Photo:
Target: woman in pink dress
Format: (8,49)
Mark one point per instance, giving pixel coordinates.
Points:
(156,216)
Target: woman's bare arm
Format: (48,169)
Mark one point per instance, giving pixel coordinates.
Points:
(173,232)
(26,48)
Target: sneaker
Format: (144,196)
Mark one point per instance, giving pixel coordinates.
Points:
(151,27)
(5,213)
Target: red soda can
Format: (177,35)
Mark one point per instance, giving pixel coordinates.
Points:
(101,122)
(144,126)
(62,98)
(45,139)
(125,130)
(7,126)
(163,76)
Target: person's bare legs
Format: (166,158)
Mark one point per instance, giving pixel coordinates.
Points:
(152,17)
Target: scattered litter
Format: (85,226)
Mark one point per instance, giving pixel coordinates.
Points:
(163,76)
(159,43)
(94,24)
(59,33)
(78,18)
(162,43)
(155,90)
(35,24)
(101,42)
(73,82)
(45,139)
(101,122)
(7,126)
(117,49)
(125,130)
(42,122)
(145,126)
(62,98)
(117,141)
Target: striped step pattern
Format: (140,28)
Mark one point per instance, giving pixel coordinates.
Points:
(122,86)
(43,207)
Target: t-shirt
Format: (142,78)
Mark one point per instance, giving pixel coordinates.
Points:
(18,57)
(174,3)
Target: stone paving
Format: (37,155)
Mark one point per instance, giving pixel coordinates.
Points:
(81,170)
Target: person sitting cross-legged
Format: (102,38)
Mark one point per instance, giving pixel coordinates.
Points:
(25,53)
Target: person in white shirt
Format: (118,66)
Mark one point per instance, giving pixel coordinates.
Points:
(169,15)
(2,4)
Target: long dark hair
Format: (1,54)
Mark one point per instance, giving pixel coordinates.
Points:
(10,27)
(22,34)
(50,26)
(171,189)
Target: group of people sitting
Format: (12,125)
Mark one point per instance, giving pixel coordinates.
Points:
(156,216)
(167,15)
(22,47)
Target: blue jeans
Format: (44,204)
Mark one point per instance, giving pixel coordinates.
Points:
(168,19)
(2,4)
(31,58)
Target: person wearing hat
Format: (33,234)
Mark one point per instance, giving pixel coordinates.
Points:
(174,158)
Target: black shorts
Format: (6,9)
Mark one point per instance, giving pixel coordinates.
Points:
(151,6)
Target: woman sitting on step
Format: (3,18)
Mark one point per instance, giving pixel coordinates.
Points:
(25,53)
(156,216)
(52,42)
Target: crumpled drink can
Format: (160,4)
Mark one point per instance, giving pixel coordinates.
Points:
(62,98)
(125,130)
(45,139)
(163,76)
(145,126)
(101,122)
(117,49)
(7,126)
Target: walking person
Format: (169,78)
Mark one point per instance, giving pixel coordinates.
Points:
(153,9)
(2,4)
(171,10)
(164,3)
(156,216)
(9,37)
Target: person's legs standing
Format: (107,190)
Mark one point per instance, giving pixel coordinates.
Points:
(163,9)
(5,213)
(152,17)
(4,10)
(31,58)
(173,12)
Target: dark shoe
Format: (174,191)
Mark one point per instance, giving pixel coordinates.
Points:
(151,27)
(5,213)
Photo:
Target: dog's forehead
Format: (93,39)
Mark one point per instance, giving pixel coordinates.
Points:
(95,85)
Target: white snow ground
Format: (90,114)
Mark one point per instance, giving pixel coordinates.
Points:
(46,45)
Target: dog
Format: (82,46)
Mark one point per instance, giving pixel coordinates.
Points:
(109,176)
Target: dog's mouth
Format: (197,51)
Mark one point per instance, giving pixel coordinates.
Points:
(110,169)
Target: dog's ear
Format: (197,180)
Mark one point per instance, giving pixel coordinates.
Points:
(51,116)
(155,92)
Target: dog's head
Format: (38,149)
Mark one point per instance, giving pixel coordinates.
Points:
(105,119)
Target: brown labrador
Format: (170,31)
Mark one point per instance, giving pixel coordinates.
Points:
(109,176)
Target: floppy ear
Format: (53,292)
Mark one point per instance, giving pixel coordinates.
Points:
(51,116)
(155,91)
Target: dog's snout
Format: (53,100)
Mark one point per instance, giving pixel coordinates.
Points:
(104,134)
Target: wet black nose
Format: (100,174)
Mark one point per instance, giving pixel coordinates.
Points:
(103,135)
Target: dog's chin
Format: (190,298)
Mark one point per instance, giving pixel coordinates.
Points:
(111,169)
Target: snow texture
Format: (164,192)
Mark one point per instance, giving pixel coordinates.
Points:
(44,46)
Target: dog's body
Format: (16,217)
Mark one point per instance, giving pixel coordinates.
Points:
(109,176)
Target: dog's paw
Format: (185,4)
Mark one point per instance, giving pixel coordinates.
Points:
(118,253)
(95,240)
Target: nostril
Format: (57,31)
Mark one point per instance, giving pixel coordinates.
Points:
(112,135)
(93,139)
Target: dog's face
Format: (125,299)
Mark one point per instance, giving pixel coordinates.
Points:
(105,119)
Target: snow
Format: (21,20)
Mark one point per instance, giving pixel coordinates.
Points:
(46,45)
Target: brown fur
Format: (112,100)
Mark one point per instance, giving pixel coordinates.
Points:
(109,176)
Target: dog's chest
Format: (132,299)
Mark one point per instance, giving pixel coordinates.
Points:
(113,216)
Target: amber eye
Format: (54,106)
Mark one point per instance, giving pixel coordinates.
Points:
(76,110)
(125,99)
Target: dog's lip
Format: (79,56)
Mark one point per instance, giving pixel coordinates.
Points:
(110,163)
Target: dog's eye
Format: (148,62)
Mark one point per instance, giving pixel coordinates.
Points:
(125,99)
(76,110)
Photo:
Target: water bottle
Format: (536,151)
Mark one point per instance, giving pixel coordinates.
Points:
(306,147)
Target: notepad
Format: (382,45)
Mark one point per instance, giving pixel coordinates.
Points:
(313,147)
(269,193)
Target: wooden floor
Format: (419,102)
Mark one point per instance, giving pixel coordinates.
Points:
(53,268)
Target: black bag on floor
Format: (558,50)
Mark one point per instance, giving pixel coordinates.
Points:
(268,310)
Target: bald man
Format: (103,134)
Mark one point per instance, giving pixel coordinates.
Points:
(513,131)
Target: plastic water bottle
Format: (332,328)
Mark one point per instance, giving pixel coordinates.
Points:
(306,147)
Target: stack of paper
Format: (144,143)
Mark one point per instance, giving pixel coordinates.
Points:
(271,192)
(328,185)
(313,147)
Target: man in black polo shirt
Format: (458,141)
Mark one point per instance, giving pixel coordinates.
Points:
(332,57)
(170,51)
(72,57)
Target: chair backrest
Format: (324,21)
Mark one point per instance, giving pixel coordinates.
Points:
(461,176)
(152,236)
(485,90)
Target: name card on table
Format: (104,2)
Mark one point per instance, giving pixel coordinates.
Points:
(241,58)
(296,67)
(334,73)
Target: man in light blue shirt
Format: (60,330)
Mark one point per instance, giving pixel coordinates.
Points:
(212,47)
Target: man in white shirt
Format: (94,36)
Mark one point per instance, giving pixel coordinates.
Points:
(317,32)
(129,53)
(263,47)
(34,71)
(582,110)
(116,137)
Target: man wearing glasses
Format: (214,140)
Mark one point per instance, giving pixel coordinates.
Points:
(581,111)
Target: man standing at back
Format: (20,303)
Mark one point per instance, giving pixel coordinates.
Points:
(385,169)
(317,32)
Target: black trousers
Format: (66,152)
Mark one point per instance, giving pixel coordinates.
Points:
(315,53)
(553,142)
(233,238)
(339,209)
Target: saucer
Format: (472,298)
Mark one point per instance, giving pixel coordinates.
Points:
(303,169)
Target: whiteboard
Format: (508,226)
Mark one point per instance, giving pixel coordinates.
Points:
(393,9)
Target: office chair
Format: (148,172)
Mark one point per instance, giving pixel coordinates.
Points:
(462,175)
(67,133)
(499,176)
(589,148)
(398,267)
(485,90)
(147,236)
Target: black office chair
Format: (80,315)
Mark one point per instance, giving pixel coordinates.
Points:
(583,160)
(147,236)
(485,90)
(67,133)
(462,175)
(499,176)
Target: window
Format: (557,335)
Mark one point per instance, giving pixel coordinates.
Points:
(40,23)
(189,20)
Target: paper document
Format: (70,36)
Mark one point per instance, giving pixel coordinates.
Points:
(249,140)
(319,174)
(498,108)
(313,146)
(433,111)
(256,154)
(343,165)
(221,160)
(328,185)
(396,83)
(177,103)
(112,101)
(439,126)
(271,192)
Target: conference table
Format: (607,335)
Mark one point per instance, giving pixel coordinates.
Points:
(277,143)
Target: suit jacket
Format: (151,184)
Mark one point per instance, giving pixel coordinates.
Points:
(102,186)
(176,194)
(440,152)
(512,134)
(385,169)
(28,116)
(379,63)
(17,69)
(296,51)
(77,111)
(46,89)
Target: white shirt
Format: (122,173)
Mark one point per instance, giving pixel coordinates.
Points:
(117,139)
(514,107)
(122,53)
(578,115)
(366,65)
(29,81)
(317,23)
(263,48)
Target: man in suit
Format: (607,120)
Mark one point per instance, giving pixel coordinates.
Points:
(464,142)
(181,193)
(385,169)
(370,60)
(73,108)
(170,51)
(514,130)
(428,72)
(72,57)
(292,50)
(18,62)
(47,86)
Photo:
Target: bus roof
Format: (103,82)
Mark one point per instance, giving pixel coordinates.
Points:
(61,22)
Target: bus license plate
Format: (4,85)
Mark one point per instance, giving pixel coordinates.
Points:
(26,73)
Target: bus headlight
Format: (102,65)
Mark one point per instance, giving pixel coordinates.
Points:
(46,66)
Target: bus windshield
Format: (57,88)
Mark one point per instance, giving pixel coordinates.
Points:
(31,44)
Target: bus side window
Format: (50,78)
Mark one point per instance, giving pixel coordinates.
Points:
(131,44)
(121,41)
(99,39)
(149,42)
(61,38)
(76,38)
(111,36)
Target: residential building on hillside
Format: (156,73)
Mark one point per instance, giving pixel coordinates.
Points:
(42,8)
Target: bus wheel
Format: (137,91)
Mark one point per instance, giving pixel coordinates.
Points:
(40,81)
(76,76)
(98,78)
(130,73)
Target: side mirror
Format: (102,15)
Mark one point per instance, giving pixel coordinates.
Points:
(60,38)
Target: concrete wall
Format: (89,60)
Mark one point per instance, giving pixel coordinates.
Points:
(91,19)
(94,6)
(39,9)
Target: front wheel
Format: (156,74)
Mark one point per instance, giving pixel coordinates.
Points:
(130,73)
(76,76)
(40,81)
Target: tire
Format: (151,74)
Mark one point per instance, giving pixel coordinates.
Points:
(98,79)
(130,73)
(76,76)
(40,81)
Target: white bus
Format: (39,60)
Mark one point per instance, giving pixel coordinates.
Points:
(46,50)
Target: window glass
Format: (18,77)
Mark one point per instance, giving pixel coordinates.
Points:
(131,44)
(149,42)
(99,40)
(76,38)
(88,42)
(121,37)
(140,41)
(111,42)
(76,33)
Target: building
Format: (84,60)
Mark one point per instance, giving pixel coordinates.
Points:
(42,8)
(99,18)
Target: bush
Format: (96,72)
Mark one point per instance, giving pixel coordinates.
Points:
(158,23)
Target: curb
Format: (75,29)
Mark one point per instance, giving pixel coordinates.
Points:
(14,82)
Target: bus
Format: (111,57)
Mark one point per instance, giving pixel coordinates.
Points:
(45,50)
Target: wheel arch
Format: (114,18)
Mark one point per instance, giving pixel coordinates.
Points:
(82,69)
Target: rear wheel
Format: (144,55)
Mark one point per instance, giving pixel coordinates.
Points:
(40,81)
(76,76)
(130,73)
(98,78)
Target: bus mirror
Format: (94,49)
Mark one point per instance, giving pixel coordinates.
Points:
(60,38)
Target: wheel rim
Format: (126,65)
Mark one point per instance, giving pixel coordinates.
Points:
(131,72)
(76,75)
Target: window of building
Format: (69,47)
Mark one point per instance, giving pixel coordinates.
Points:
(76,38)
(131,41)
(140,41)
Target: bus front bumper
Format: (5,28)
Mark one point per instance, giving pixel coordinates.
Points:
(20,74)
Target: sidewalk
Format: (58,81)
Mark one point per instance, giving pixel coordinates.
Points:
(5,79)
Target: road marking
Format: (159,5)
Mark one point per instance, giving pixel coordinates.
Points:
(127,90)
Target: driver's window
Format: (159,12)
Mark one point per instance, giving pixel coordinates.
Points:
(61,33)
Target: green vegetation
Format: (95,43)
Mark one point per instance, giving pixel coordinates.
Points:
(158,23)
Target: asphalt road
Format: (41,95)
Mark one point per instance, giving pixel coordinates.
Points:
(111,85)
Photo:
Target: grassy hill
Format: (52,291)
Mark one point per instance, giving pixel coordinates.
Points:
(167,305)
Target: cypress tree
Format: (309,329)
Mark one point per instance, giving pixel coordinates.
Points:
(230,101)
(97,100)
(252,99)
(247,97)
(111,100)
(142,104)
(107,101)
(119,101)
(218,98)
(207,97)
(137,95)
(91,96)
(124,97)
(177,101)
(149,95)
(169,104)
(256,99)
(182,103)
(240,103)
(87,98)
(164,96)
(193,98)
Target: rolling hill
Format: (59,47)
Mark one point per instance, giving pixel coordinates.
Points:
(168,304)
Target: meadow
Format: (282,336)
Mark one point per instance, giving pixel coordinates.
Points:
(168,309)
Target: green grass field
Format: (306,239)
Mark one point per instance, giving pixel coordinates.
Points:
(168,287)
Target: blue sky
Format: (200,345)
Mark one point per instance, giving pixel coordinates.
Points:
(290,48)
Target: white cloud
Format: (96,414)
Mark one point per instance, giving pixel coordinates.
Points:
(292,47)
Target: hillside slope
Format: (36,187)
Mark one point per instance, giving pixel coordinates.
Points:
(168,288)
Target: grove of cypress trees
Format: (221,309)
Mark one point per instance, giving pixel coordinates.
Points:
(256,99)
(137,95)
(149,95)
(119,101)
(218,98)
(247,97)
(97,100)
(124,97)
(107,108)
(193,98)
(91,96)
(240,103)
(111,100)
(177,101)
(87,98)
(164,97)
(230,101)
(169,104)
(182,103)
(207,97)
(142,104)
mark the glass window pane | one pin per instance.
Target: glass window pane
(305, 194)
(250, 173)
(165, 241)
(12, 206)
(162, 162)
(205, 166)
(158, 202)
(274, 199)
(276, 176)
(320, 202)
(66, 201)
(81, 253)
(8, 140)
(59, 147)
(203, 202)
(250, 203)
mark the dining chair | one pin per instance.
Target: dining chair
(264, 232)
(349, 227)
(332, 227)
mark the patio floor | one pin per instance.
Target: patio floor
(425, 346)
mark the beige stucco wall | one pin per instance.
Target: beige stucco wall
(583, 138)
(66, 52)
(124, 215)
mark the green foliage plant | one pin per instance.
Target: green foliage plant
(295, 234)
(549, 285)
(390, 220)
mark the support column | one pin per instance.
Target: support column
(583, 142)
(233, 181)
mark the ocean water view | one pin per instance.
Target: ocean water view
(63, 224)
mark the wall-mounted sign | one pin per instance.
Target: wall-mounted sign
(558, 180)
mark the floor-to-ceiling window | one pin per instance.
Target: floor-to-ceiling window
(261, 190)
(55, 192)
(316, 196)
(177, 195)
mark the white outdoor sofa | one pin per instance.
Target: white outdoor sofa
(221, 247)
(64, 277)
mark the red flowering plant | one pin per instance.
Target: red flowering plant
* * * * *
Your instructions: Set down exactly, and only, the lines from the one containing "Target: ocean water view" through the final line of the entries above.

Answer section:
Target: ocean water view
(63, 224)
mark the wall-mounted sign | one pin per instance.
Target: wall-mounted sign
(558, 180)
mark the floor-to-ceiling window | one pin per instance.
Target: floor-to-ceiling window
(261, 190)
(55, 192)
(316, 196)
(177, 195)
mark the white outdoor sofa | one pin per instance.
Target: white outdoor sofa
(221, 247)
(64, 277)
mark the red flowering plant | one pin per instance.
Target: red flowering plant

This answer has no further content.